Can you repeat every line of the listing below verbatim, leaving out any pictures?

## Pointing and labeling entries
## BEGIN
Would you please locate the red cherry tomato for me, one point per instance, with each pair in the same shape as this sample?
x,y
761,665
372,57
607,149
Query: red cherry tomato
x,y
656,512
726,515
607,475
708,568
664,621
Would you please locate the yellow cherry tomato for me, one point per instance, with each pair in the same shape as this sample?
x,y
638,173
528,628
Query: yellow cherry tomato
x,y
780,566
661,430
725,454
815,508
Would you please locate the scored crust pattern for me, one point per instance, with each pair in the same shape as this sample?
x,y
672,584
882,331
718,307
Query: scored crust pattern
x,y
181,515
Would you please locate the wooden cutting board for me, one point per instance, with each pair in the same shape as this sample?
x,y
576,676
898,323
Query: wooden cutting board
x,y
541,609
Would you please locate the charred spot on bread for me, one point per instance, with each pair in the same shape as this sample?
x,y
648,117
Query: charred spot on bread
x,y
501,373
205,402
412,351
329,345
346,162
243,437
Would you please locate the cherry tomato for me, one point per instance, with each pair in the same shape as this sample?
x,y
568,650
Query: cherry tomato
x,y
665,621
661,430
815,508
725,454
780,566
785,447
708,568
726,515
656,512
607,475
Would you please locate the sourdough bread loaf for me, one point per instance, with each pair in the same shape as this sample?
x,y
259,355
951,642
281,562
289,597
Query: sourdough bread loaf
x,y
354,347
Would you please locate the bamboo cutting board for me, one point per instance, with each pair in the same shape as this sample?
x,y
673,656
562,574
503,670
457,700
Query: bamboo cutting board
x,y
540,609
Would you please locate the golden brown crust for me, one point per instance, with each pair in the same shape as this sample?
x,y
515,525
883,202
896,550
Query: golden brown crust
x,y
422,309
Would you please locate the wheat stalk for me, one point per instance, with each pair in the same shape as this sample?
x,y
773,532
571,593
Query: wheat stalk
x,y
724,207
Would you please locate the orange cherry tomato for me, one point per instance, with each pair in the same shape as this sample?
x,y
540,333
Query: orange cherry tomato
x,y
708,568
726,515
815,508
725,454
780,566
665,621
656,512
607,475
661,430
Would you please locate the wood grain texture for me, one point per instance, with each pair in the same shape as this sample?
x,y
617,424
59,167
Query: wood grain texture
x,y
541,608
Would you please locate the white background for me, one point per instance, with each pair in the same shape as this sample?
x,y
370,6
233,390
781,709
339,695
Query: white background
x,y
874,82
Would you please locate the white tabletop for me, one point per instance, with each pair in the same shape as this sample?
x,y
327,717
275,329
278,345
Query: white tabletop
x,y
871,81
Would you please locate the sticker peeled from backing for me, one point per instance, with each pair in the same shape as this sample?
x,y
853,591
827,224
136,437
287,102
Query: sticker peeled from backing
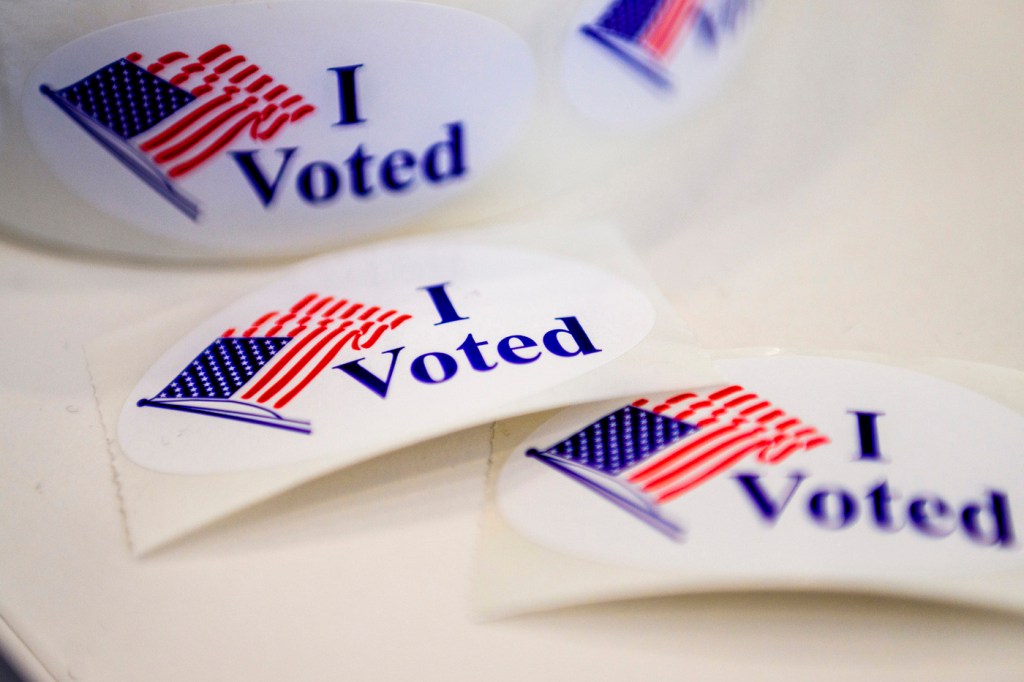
x,y
360,353
281,125
639,61
805,470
## END
## Correct result
Would you please locate the red cherry tomato for me, one point per instance, with each pair in the same shape as this sample?
x,y
761,665
372,57
607,149
Query: red cherry tomato
x,y
656,512
726,515
607,475
708,568
664,621
Would you please locate the yellow cherry tomato for me, one point per instance, with each pair in the same shape as this sample?
x,y
638,173
528,628
Query: yellow cherry tomato
x,y
780,566
661,430
725,454
815,508
Would you please locate the scored crust pattern for me, one point per instance, with each pair in the same shape as this sample?
x,y
672,584
882,331
718,307
Query: scored crust pattern
x,y
181,515
Would you please locate the wooden cutting board for me, one point per instance, with each pair in the same shape as this sample?
x,y
576,676
898,323
Query: wooden cutting board
x,y
541,609
Would you please locate the charred spot on bread for me, one point per instance, with each pair in the same shape as this sample?
x,y
648,117
Query: charred spot on bread
x,y
501,373
205,402
412,351
329,345
346,162
243,437
Would you please locate the cherry tomato for me, one point per instance, with each pair in the same shape as this sample?
x,y
568,650
Query: cherry tomato
x,y
665,621
661,430
815,508
725,454
780,566
785,447
708,568
726,515
656,512
607,475
Would you please locate the sourdough bread loaf for me, one point per instance, with each pair in the same shape as this sample?
x,y
259,355
951,642
281,562
289,597
Query: sourdough bread loaf
x,y
354,347
Would you please locate the bamboo cutting board for me, one point per instance, with each pair in the same shape as this sample?
x,y
673,656
562,574
503,670
457,700
Query: bamboo cutting board
x,y
540,609
Would you please locate the golden brown crust for me, one point per instance, with each pair in the same shape as this sample?
x,y
515,525
883,202
896,550
Query: golden brown crust
x,y
422,309
Would you please locate the wheat stalk for me, one point per instance, with each pair in the same shape as this sample?
x,y
773,532
571,593
Query: wheat stalk
x,y
724,207
Would you please locate the orange cherry tomato for me, one point per instance, with each pair in the same shape as this sample?
x,y
540,333
Query: orange cherry tomato
x,y
708,568
726,515
815,508
725,454
780,566
665,621
656,512
607,475
661,430
Would you please locate the wood grain texture for me, one point per instance, with each pair in the same shape as this sample?
x,y
617,424
59,167
Query: wood grain texture
x,y
541,608
Would you please locate the white background for me, one point per instance, with each pair in the same shape as this sample?
x,y
370,6
233,390
781,709
339,695
Query: white background
x,y
874,82
Would you please locate the white tabletop for me, one point per instance, with each pair in the same shape as this sample?
x,y
327,717
275,329
278,345
Query: white tabletop
x,y
871,81
Would you please locate the sticker peeled from backing for me, one point per instance, with each pair in the same shape as this sample?
x,y
853,591
827,224
136,437
287,102
Query: sticker peeled from backing
x,y
360,353
281,125
639,61
805,470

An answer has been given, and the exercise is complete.